§ Task instructions
Print the material underneath in full, keeping every line exactly as it is.

START Data excerpts

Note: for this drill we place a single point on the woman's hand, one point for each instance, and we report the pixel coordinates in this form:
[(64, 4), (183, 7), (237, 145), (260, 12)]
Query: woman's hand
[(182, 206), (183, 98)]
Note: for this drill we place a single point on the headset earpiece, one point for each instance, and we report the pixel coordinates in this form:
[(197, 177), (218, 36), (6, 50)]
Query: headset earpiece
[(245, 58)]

END Data excerpts

§ Expected answer
Note: for this drill we place a single point on the woman's hand, one point for each instance, and we report the pixel coordinates in this form:
[(64, 4), (183, 7), (237, 145), (260, 12)]
Query: woman's hand
[(182, 206), (183, 98)]
Note: for this drill we place a single point on the headset earpiece, one point for each instance, and we report the pixel coordinates in this form:
[(197, 177), (218, 36), (6, 50)]
Query: headset earpiece
[(245, 58)]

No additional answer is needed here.